## Begin

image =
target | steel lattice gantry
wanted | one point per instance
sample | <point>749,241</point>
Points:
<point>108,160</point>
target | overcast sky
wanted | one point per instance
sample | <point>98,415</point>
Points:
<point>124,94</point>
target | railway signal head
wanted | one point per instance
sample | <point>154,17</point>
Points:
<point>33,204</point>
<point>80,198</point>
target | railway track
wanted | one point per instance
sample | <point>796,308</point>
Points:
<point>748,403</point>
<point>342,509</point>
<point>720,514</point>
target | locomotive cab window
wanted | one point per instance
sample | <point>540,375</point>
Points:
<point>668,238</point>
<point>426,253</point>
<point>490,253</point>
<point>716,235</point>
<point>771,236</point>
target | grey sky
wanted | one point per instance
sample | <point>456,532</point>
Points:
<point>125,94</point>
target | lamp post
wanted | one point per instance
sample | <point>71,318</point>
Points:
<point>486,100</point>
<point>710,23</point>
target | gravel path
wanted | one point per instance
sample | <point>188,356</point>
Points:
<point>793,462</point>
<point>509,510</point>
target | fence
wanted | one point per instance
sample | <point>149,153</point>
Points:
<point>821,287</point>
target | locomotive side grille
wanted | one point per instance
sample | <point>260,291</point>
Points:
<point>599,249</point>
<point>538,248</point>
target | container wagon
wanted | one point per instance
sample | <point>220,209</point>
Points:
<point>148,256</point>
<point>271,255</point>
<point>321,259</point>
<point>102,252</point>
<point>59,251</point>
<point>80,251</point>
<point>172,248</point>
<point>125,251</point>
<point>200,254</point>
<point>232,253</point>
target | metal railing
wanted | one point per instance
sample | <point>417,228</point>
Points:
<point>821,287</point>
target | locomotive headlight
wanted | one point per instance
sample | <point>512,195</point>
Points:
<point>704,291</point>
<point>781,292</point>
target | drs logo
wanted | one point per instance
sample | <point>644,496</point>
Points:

## End

Reproduce all of the material above, switching "lamp post" to "street light" and leaving everything else unchanged.

The response:
image =
target | steel lattice gantry
wanted | one point per instance
sample | <point>749,241</point>
Points:
<point>108,160</point>
target | overcast sky
wanted | one point per instance
sample | <point>98,415</point>
Points:
<point>124,94</point>
target | railway signal head
wanted | one point per instance
sample | <point>154,17</point>
Points:
<point>33,204</point>
<point>80,198</point>
target | railway track
wanted | one point per instance
sample | <point>796,308</point>
Points:
<point>748,403</point>
<point>342,509</point>
<point>720,514</point>
target | locomotive cab window
wanted | one point per instance
sample | <point>540,375</point>
Points:
<point>668,238</point>
<point>426,253</point>
<point>490,253</point>
<point>716,235</point>
<point>771,236</point>
target | grey sky
wanted | one point per instance
sample | <point>456,532</point>
Points:
<point>125,94</point>
target | street light
wanted | one point per instance
sample | <point>71,318</point>
Points:
<point>486,100</point>
<point>710,23</point>
target | gravel path
wanted | one point per instance
sample | <point>188,356</point>
Points:
<point>793,462</point>
<point>509,510</point>
target | fence
wanted | one point per instance
sample | <point>149,153</point>
Points:
<point>821,287</point>
target | locomotive side grille
wanted | one point per instance
sample | <point>260,291</point>
Points:
<point>599,249</point>
<point>538,248</point>
target | container wagon
wanted | one point per instance
sample | <point>220,209</point>
Points:
<point>148,256</point>
<point>271,255</point>
<point>321,259</point>
<point>102,252</point>
<point>59,251</point>
<point>80,251</point>
<point>172,248</point>
<point>125,251</point>
<point>200,254</point>
<point>232,253</point>
target | metal railing
wanted | one point per instance
sample | <point>417,228</point>
Points:
<point>821,287</point>
target | locomotive headlight
wanted | one point per instance
sample | <point>512,195</point>
Points:
<point>704,291</point>
<point>781,292</point>
target | drs logo
wanted | one point per instance
sample | <point>644,496</point>
Points:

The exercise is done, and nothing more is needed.